[Dataset rows]
==========

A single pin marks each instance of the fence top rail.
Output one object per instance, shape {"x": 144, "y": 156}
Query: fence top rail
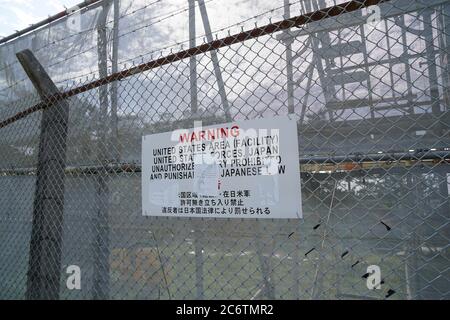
{"x": 267, "y": 29}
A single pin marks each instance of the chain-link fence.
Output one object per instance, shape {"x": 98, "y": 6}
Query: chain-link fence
{"x": 366, "y": 81}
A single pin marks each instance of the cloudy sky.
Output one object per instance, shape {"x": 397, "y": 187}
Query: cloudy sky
{"x": 19, "y": 14}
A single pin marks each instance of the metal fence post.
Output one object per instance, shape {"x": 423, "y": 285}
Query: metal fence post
{"x": 44, "y": 266}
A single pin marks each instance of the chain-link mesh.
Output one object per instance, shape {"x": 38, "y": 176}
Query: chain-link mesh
{"x": 369, "y": 88}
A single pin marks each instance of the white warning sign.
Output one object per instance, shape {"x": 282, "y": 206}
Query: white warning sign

==========

Goal:
Recast every line of the listing above as a Markdown table with the columns Line and Text, numbering each row and omitting blank lines. Leave the pictures out of the table.

Problem solution:
| Line | Text |
|---|---|
| 1 | A single pin marks each instance of the fence top rail. |
| 2 | Output one object per instance, shape {"x": 144, "y": 156} |
| 3 | Query: fence top rail |
| 4 | {"x": 267, "y": 29} |
| 5 | A single pin marks each instance of the chain-link fence. |
| 6 | Output one object per instance, shape {"x": 98, "y": 6} |
| 7 | Query: chain-link fence |
| 8 | {"x": 366, "y": 81} |
| 9 | A single pin marks each instance of the cloudy sky. |
| 10 | Output one object per instance, shape {"x": 397, "y": 187} |
| 11 | Query: cloudy sky |
| 12 | {"x": 19, "y": 14} |
| 13 | A single pin marks each instance of the metal fence post. |
| 14 | Output one object per instance, shape {"x": 423, "y": 285} |
| 15 | Query: metal fence post |
| 16 | {"x": 44, "y": 266} |
| 17 | A single pin marks each instance of the chain-link mesh. |
| 18 | Output one object per instance, shape {"x": 38, "y": 176} |
| 19 | Query: chain-link mesh |
| 20 | {"x": 369, "y": 88} |
| 21 | A single pin marks each instance of the white warning sign. |
| 22 | Output one object per instance, shape {"x": 282, "y": 206} |
| 23 | Query: white warning sign |